Por favor, enumera todas as distâncias e todos os desníveis indicados no relato sobre Zegama que vem a seguir.

Secção do texto

--

Dia 1, sexta-feira
Já tínhamos passado há uns anos por zegama fora de época e, claro, não tem nada a ver.
Aqui respira-se trail em toda a vila. A vila é pequena (1500 habitantes) e não se passa mais nada.
Só há dois tipos de pessoas: locais, quase todos voluntários na prova e pessoas que vieram por causa da prova.
Hoje foi dia de quilómetro vertical ( 3km, 1000 m D+).
Quando chegámos a vila já estava fechada e tivemos de deixar o carro longe. Fomos a pé até ao centro. Na praça principal era a pre-partida da prova. Eram 2k. 200D+ até ao início. Também fomos espreitar a partida. Nada de muito interessante para ver mas o caminho no meio do bosque era bem giro.
Descemos e fomos buscar o carro e após algumas voltas à vila conseguimos estacionar perto do centro. Entrega de prémios, jantar na fan zone e siga para dormir.
Dia 2, sábado
Se tivesse aqui caído de para-quedas diria que a prova é hoje, tal é a quantidade de pessoas completamente equipadas só para treinar, aquecer ou simplesmente a tomar o pequeno-almoço.
Se calhar é obrigatório andar equipado… Ainda vou ser multado por não ter bastões ou andar de chinelos de dedo.

--

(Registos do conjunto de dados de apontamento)
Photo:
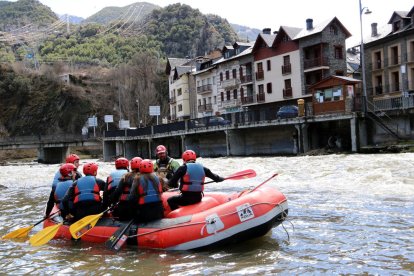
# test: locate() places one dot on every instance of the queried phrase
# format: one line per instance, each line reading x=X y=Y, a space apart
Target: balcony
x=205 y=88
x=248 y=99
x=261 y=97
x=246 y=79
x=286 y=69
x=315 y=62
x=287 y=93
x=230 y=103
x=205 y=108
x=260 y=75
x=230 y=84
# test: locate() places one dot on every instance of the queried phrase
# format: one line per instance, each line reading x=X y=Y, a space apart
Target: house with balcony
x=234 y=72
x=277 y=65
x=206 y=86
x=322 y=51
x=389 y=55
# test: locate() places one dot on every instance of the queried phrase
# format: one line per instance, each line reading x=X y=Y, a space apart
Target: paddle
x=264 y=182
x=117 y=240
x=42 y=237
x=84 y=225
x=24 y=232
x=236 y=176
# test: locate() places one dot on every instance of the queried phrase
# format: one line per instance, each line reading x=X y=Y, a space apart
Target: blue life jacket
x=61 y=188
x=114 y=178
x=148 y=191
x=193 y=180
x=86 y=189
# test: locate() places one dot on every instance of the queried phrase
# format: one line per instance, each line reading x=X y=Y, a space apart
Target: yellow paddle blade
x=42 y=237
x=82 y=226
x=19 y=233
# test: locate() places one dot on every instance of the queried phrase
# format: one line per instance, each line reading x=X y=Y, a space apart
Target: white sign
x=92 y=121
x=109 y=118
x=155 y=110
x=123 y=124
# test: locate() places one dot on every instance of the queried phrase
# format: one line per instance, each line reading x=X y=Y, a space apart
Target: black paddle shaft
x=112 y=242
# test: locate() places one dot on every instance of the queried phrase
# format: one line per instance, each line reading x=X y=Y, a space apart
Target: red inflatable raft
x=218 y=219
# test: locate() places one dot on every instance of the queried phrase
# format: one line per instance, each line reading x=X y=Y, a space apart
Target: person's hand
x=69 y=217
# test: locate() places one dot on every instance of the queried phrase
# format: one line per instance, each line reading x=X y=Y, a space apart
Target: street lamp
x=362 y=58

--

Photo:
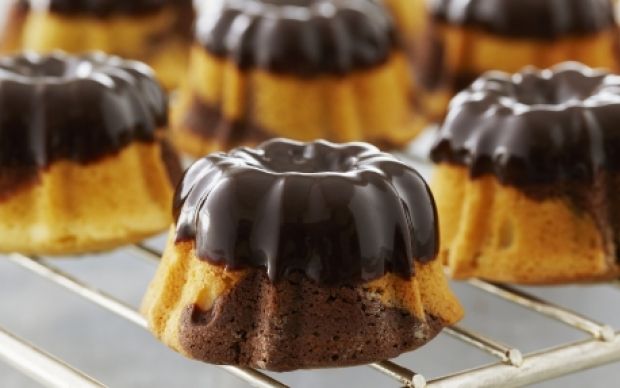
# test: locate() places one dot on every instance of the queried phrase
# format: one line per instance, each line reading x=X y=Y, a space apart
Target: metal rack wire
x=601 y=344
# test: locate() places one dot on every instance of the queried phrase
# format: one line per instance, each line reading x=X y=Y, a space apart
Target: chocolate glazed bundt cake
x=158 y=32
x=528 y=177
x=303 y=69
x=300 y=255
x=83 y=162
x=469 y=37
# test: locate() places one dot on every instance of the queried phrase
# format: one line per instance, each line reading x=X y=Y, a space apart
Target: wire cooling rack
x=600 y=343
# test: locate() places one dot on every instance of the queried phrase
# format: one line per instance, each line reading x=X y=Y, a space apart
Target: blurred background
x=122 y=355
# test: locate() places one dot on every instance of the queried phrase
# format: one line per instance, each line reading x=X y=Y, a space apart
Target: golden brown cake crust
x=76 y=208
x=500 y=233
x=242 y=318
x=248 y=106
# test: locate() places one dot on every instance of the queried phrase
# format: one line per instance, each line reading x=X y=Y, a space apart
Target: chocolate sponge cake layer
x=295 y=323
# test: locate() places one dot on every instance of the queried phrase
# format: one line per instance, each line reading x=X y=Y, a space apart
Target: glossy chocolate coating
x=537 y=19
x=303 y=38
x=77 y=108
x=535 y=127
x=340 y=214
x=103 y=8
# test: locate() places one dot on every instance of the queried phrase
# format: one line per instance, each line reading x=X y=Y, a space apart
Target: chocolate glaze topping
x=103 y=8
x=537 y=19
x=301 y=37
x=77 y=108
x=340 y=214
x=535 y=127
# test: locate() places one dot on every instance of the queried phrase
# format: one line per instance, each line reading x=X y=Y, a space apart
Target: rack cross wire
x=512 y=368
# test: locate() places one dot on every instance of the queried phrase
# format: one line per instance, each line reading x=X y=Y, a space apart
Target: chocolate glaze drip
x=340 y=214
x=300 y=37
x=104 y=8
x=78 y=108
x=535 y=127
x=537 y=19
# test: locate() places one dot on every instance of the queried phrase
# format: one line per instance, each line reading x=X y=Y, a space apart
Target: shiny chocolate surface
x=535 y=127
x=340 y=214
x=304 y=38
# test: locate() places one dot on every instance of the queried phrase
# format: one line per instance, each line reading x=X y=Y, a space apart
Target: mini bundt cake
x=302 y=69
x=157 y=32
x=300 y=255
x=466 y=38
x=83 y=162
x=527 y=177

--

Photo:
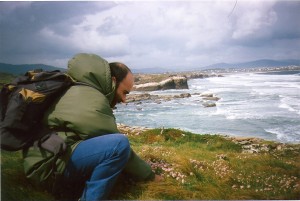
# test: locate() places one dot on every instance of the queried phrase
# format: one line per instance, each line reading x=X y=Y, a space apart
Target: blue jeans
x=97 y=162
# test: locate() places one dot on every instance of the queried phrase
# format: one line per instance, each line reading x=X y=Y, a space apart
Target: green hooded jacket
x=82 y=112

--

Resultado do exercício
- 3 km (distância do quilómetro vertical)
- 1000 m D+ (desnível do quilómetro vertical)
- 2 km (caminho da pré-partida até ao início)
- 200 m D+ (desnível da pré-partida até ao início)